▶ Reading text:
Segment Open

7 May 2021 – Never has the container shipping market been as hot as it is now. This is according to the latest market insight from Drewry Maritime Research where the outlook for ocean carriers looks set for a prolonged and unprecedented upcycle.

This will undoubtedly improve the financial health of shipping lines which have been under pressure for the better part of a decade. According to Drewry, not only will this upcycle allow the lines to reward investors, it will also see them spending more.

“If accelerated ship orders continue, however, there is a risk of a return to overcapacity that will shorten the cycle,” reads the latest market insight report. It is a view shared by marine consultancy Sea-Intelligence which has warned against increasing f leets and upgrading equipment too quickly. In a recent webinar, Jochen Gutschmidt, the company’s vice president of advisory services: global supply chain, said the ongoing demand for goods continued to spike volumes while rates were at a premium, leaving shipping lines with spare cash. “Carriers have always found money to build new ships. In a nutshell, what happened in the past was that vessels were added no matter the market volumes and it created overcapacity.”

Segment Closed

▶ Exercise set:
a: Answer these from the container shipping excerpt:
(i) Whose latest market insight predicts the upcycle for ocean carriers?
(ii) According to that report, what could bring back overcapacity and shorten the cycle?
(iii) What is Jochen Gutschmidt's title at Sea-Intelligence?
b: Name every person and organization in the container shipping excerpt.
c: Echo the container shipping excerpt word for word, starting at "This will undoubtedly" and ending at "them spending more.".

▶ Data to examine:
Segment Open

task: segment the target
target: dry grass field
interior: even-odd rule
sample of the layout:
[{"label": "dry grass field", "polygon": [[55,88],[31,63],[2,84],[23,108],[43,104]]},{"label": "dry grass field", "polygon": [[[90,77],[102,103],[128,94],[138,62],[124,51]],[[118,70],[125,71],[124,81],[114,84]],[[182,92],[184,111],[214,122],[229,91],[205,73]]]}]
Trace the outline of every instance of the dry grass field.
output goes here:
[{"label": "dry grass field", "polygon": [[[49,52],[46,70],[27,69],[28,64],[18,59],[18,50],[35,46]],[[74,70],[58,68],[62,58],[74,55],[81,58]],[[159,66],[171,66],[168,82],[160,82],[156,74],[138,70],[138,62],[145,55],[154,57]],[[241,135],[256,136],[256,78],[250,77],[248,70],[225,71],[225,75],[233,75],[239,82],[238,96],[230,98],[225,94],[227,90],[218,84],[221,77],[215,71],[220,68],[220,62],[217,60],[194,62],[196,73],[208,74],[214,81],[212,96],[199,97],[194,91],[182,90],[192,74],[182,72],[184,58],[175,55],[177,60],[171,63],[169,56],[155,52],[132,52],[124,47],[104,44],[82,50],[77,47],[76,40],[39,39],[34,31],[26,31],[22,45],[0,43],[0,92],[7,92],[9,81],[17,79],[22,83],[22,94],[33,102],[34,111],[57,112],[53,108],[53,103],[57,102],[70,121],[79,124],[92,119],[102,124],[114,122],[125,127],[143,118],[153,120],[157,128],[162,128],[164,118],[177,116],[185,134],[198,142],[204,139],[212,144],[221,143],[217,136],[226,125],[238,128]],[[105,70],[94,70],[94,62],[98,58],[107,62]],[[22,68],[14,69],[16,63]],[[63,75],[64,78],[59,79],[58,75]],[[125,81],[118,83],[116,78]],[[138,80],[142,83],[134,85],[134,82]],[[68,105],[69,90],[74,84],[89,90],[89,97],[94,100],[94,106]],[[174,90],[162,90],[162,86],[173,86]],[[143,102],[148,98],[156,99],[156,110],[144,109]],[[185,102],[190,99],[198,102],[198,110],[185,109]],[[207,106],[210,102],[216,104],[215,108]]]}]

Segment Closed

▶ Solutions below:
a:
(i) Drewry Maritime Research.
(ii) Accelerated ship orders, if they continue.
(iii) Vice president of advisory services: global supply chain.

b:
Drewry Maritime Research
Sea-Intelligence
Jochen Gutschmidt

c:
This will undoubtedly improve the financial health of shipping lines which have been under pressure for the better part of a decade. According to Drewry, not only will this upcycle allow the lines to reward investors, it will also see them spending more.